===== Task material =====

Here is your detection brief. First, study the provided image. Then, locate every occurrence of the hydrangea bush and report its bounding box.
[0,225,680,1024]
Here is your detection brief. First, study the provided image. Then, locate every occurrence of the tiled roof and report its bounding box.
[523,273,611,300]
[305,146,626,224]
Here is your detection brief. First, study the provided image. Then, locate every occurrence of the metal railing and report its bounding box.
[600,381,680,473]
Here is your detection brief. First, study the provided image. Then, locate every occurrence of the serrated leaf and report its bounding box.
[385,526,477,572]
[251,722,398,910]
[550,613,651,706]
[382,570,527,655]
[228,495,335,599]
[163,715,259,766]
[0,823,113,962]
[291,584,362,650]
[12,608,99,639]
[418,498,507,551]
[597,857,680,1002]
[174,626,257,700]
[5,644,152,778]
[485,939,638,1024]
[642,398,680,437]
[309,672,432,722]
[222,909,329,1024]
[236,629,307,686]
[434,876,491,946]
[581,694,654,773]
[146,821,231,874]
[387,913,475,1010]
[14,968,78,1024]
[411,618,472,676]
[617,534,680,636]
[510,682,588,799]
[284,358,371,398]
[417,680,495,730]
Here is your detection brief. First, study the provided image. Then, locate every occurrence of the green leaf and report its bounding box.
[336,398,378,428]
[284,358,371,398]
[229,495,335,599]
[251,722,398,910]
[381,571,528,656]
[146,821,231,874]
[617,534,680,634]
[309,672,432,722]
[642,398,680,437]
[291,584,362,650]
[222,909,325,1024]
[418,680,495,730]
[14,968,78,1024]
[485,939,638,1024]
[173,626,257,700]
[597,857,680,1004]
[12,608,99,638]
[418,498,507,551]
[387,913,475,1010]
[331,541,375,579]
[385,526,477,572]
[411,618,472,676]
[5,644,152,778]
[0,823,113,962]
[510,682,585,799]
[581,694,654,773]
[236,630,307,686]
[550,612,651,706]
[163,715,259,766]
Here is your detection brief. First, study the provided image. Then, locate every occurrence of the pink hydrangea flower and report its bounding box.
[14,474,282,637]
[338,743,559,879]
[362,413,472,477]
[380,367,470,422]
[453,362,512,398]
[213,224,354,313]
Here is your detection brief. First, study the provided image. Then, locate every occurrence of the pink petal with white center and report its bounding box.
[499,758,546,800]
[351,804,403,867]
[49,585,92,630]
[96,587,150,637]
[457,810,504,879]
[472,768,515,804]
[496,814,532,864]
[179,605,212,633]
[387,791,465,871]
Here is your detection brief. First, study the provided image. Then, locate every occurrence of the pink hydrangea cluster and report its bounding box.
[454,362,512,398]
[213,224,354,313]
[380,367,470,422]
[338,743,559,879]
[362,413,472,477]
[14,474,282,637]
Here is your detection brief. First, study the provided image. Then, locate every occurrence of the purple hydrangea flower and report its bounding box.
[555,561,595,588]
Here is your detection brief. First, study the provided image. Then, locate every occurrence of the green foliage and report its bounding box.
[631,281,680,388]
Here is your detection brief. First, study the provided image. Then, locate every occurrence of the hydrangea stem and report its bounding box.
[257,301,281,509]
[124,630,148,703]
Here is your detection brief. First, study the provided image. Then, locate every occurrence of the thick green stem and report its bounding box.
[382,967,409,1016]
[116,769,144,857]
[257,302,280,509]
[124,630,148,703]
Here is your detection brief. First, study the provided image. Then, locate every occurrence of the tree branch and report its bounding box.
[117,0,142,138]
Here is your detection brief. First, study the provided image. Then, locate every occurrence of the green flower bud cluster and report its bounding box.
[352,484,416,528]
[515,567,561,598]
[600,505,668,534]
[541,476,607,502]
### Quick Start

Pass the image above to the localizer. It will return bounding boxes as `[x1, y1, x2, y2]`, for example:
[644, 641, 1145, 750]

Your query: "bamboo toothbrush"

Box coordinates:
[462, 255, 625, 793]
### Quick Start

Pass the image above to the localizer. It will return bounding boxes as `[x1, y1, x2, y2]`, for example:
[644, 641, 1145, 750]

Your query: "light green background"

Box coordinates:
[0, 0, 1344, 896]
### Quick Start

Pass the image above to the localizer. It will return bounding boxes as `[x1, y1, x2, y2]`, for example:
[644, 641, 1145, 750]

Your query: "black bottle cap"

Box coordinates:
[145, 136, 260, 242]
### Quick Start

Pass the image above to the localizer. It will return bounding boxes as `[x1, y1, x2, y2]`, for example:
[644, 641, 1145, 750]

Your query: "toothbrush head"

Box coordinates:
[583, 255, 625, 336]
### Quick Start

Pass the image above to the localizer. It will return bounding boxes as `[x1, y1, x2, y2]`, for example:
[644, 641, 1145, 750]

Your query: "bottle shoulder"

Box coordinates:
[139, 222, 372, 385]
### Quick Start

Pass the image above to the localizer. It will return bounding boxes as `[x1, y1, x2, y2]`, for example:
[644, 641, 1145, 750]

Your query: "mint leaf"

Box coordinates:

=====

Exercise aim.
Copy the records above word for word, from the first line to the last.

Solution for this task.
Here is your detection brief. First, study the provided image. Then, locate every occurrence of the hydrangea bush and report its bounding box.
[0,225,680,1024]
Here is your detection brief. First, study the provided image. Then, locate every occurrence of the tiled roof and report its bounding box.
[523,273,611,300]
[305,146,626,224]
Here is your detection brief. First, study the provided image. Then, locate every occurrence of the metal railing and report its bounding box.
[600,381,680,473]
Here is your detection brief. First, study the provided image. Then, locate every occurrence of the serrated leaf and report its bounding box.
[385,526,477,572]
[251,722,398,910]
[550,613,651,706]
[382,570,527,655]
[228,495,335,599]
[163,715,259,766]
[0,823,113,962]
[291,584,362,650]
[12,608,99,639]
[418,498,507,551]
[597,857,680,1002]
[174,626,257,700]
[5,644,152,778]
[485,939,638,1024]
[642,398,680,437]
[309,672,432,722]
[222,909,329,1024]
[236,629,307,686]
[434,876,491,946]
[581,694,654,773]
[146,821,231,874]
[387,913,475,1010]
[14,968,78,1024]
[411,618,472,676]
[617,534,680,636]
[510,682,588,799]
[284,358,371,398]
[417,680,495,730]
Here is your detection brief. First, study the provided image. Then, locate every occurrence of the green leaf and report its bounding box.
[336,398,378,428]
[284,358,371,398]
[229,495,335,599]
[251,722,398,910]
[381,571,528,656]
[146,821,231,874]
[617,534,680,634]
[309,672,432,722]
[642,398,680,437]
[291,584,362,650]
[222,909,325,1024]
[418,680,495,730]
[14,968,78,1024]
[485,939,638,1024]
[173,626,257,700]
[597,857,680,1004]
[12,608,99,638]
[418,498,507,551]
[387,913,475,1010]
[331,541,375,579]
[385,526,477,572]
[411,618,472,676]
[5,644,152,778]
[0,823,113,962]
[510,682,585,799]
[581,694,654,773]
[236,630,307,686]
[550,612,651,706]
[163,715,259,766]
Here is your detection brief. First, study the provided image. Then, locate every occurrence of the pink hydrangea flower and report its bounding box.
[14,474,282,637]
[338,743,559,879]
[362,413,472,477]
[380,367,470,422]
[453,362,512,398]
[213,224,354,313]
Here is your detection brief. First, study the provided image. Then, locate every occurrence of the pink petal with white center and report its bounding box.
[499,758,546,800]
[351,804,403,867]
[49,585,92,630]
[96,587,150,637]
[457,810,504,879]
[472,768,515,804]
[496,814,532,864]
[179,605,212,633]
[387,791,465,871]
Here is your detection brief. First, study the provided image. Then, locate every occurrence of the pink hydrangea cluster and report its bounding box.
[454,362,512,398]
[213,224,354,313]
[380,367,470,422]
[338,743,559,879]
[362,413,472,477]
[14,474,282,637]
Here is your detection brief. First, study the provided image. Then, locate every occurrence of the purple hydrangea flower and report its bounding box.
[555,561,595,588]
Here is your detection brief. First, study the provided image. Then, locate every occurrence of the green foliage and report its bounding box.
[631,281,680,388]
Here is your detection brief. First, study the provided image. Then, locate every occurrence of the hydrangea stem and report its bounding box.
[257,301,281,509]
[124,630,148,703]
Here is your detection brief. First, study the provided image. Then, locate every occurrence of the thick green stem and report its bounding box.
[382,967,409,1016]
[116,769,144,857]
[257,302,280,509]
[124,630,148,703]
Here is your detection brief. First, study the provided image. Then, locate every occurrence of the tree branch and report its bounding box.
[117,0,142,138]
Here is your detection brief. First, study the provided image. Then, locate every occurrence of the green flower bud cluster and report its bounding box.
[352,484,416,528]
[515,567,561,598]
[600,505,668,534]
[541,476,607,502]
### Quick Start

Pass the image above to the localizer. It will return bounding boxes as `[x1, y1, x2, y2]`, for example:
[644, 641, 1145, 750]

Your query: "bamboo toothbrush"

Box coordinates:
[462, 255, 625, 793]
### Quick Start

Pass the image above to the localizer. It will return bounding boxes as `[x1, y1, x2, y2]`, for example:
[644, 641, 1145, 750]

Your query: "light green background"

Box coordinates:
[0, 0, 1344, 896]
### Quick Start

Pass the image above to the localizer. It will return bounding boxes as `[x1, y1, x2, y2]`, for example:
[644, 641, 1145, 750]

Your query: "black bottle cap"

Box coordinates:
[145, 136, 260, 242]
### Quick Start

Pass the image above to the localizer. It will return bounding boxes as `[x1, y1, x2, y2]`, for example:
[644, 641, 1145, 750]

Your query: "toothbrush head"

Box coordinates:
[583, 255, 625, 336]
### Quick Start

Pass the image above to the localizer. It will return bounding boxes as `[x1, y1, x2, y2]`, for example:
[644, 641, 1145, 750]

Your query: "bottle shoulder"

Box coordinates:
[139, 222, 372, 385]
### Quick Start

Pass the image above to the localizer. It will return bounding boxes as `[x1, y1, x2, y2]`, for example:
[644, 641, 1145, 750]

Your query: "mint leaf"

Box coordinates:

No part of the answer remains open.